(Object position labeling lines)
►
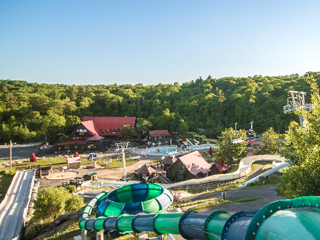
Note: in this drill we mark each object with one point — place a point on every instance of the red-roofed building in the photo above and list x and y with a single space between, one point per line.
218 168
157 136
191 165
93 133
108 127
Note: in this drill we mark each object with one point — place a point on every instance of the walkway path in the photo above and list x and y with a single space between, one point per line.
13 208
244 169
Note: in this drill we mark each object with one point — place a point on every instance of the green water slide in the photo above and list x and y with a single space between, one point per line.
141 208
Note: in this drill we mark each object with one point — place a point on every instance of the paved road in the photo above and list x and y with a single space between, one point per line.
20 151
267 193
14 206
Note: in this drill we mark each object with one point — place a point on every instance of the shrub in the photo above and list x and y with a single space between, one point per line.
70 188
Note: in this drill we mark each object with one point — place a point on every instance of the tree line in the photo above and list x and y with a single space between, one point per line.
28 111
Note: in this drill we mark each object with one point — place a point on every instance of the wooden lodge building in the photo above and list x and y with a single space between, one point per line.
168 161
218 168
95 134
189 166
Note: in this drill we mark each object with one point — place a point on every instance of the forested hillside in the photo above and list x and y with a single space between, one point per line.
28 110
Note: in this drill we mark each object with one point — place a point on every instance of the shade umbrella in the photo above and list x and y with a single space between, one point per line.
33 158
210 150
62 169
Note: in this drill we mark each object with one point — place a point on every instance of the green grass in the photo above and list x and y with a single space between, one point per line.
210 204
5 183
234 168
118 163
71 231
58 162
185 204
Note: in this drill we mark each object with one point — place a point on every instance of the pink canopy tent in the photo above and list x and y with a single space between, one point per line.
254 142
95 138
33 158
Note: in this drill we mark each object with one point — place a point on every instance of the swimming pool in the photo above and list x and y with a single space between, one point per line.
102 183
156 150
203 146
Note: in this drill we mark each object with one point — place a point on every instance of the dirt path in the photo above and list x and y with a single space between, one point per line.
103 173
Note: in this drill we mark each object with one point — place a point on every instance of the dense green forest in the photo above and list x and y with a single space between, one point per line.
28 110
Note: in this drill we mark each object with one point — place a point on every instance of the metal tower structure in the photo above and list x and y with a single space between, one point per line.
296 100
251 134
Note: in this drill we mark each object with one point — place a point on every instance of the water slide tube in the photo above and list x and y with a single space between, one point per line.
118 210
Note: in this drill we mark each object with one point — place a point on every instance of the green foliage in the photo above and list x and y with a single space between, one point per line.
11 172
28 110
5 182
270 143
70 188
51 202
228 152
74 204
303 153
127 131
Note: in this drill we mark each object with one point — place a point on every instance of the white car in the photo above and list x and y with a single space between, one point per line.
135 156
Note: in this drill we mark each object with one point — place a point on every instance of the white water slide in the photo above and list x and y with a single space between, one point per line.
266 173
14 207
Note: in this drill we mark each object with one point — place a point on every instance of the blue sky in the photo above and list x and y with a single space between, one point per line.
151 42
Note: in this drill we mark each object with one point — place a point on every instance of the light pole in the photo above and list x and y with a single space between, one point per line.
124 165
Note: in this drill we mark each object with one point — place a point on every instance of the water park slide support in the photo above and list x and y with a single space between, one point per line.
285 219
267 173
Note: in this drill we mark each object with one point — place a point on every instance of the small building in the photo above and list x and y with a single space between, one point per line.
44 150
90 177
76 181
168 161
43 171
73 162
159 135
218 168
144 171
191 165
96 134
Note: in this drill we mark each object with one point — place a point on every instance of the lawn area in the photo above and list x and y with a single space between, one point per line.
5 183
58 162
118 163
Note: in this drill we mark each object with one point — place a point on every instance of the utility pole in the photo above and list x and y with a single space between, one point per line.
◄
> **What is expected**: Put the lines above into a numbered list, leaving out blank lines and the pictures.

> **Expected answer**:
1. Note: in this drill we mark each object with one point — place a point on every instance of the red-roofed building in the photo above and list x and y with a single space between, one point per line.
2. 218 168
3. 157 136
4. 191 165
5. 93 133
6. 108 127
7. Note: in this drill we mark each object with one point — place a point on every instance of the walkway path in the photo above and list x and y with a single space between, one point per line.
8. 13 208
9. 244 169
10. Note: in this drill we mark each object with one point — place a point on every instance of the green water slide in the photo above and list x and y with a single space between, one point per line.
11. 141 208
12. Note: in this drill we mark each object with one point — place a point on every instance of the paved road in the photo above and list x and y with a single space between, one point per line.
13. 20 151
14. 267 193
15. 14 206
16. Note: in this drill we mark each object with one point — place a point on every instance of the shrub in the photo above and list x and y with a single space between, one point per line.
17. 70 188
18. Note: in this drill we mark each object with one point — place a point on every instance of the tree line in the photo above and list x and y with a single space between, one point per line.
19. 28 111
20. Note: in this drill we mark each object with one point — place a point on every instance of the wooden lodge building in the photo above and list x and y with a single space between, one point per line.
21. 168 161
22. 218 168
23. 95 134
24. 189 166
25. Note: in this drill we mark each object with one point — place a point on every instance of the forested hillside in the photo above and list x and y with a single space between, one point per line.
26. 28 110
27. Note: in this drill we mark each object with one point — place a point on every instance of the shade umbrella in the photo above and list x and y with a single space between, one point per line.
28. 33 158
29. 210 150
30. 62 169
31. Note: in this drill we mark each object with one point — place a point on every instance of the green grass in the photo above and list x and y with a single space between, one point per line.
32. 210 204
33. 5 183
34. 234 168
35. 118 163
36. 71 231
37. 58 162
38. 185 204
39. Note: in this drill we mark each object with one point — place a point on every instance of the pink canopy tent in the photo above and list x and y with a single space between, one point per line.
40. 254 142
41. 95 138
42. 33 158
43. Note: in this drill we mark each object with one point — place a point on every instance of the swimming pool in the photo above and list x and y with a single space between, one point per line.
44. 102 183
45. 156 150
46. 203 146
47. Note: in this drill we mark each object with one point — place a point on every instance of the dirt path in the photo above and list x and y with a single space between, one point per line.
48. 103 173
49. Note: in this drill we mark each object with one point — place a point on every instance of the dense green forest in the photo above and list x and y with a single space between, one point per line.
50. 28 110
51. Note: in this drill we mark each object with one point — place a point on every instance of the metal tower structure in the photo above and list x and y with a single space between, one point per line.
52. 296 100
53. 251 134
54. Note: in this drill we mark each object with one point — place a point on every instance of the water slide tube in the photo above and list x and y with a single space between, one point per line.
55. 118 210
56. Note: in this drill we mark each object with one point — place a point on every instance of the green foliage in the photo above and list x and y with a single space between, one point per line.
57. 11 172
58. 28 110
59. 5 182
60. 270 143
61. 70 188
62. 51 202
63. 228 152
64. 74 204
65. 303 153
66. 127 131
67. Note: in this drill we mark each object with one point — place a point on every instance of the white car in the photo above and list x and y with a single space between, one point per line.
68. 135 156
69. Note: in this drill we mark each object with one point — place a point on every instance of the white water slide in the photo above and list x and y with a single space between, one point per line.
70. 266 173
71. 14 207
72. Note: in this drill we mark each object with one point — place a point on every instance of the blue sky in the photo above and list x and y with a single space between, one point per line.
73. 151 42
74. Note: in this drill we mark each object with one point — place a point on every instance of the light pole in the photo above and list x and y with a single space between, one point per line.
75. 124 165
76. Note: in this drill we mark each object with one point — place a point on every instance of the water park slide support in the photo above and list x and y with a single space between, one point per line.
77. 285 219
78. 267 173
79. Note: in this drill we mark each object with one point — place a point on every instance of the small building in the photo above and list x and y with a single space between, one point per line.
80. 44 150
81. 90 177
82. 76 181
83. 168 161
84. 43 171
85. 73 162
86. 159 135
87. 218 168
88. 144 171
89. 191 165
90. 96 134
91. Note: in this drill we mark each object with one point — place a point on every instance of the lawn area in the photo above and list x and y with a single space between, one point per line.
92. 5 183
93. 58 162
94. 118 163
95. Note: in this drill we mark each object with one point — place a point on every instance of the utility pole in the photo above and list x and y with a single space between, one point per line.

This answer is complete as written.